---- Listed entries

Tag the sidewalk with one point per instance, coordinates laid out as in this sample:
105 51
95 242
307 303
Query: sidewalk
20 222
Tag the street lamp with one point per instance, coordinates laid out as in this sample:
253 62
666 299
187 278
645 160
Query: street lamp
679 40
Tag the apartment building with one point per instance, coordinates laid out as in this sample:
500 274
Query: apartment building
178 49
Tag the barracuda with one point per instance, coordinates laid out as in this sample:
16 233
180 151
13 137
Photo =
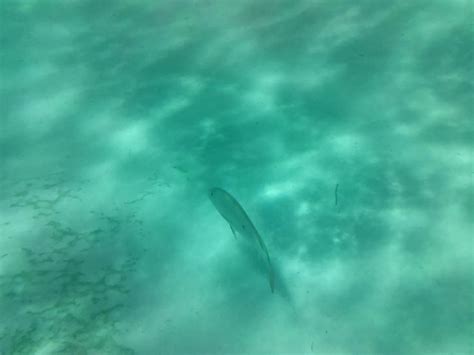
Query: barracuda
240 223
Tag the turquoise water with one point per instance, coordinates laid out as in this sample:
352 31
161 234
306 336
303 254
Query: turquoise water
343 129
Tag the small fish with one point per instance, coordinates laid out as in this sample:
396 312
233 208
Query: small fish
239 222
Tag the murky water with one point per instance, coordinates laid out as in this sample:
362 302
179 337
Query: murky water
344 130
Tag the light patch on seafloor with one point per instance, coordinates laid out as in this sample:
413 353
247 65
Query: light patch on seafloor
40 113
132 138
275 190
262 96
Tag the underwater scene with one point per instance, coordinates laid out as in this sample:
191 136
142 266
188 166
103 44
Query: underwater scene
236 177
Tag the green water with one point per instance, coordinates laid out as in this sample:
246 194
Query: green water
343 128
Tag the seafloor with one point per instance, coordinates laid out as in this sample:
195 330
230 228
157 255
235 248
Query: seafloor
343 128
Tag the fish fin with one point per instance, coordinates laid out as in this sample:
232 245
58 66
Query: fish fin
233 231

--------
---- Listed entries

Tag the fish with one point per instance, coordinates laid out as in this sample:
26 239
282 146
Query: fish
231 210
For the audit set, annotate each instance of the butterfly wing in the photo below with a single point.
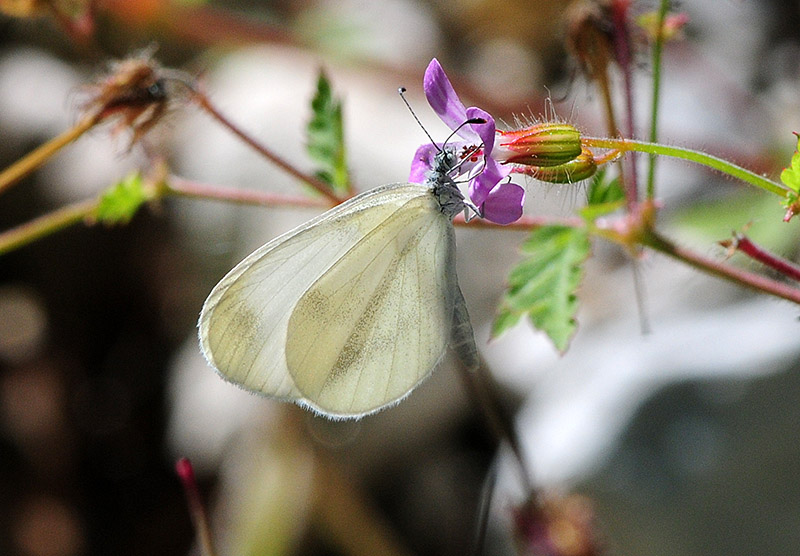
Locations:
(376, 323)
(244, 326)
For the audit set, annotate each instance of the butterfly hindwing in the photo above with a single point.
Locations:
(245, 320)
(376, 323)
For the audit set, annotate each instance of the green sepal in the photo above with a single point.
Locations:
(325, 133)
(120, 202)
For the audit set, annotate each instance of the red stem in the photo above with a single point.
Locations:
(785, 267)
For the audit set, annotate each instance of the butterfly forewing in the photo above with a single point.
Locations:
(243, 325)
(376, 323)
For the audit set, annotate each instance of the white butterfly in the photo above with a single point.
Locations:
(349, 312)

--------
---- Listed entries

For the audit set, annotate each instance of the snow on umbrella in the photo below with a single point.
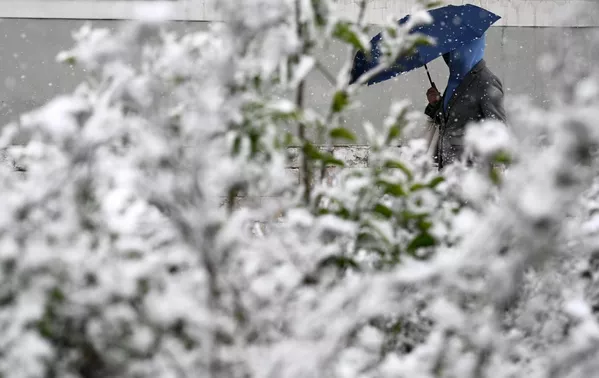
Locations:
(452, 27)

--------

-- What you have to do --
Report every line in the records above that contains the word "fish", copying each one in full.

-- Expected output --
Tag the small fish with one point per instance, coordinates laid out as in this sample:
Query: small fish
Tag the fish fin with one point per instance, coordinates laid out as in this sample:
Query: fish fin
Tag the fish with one point per instance, coordinates laid out as in this sample:
Query: fish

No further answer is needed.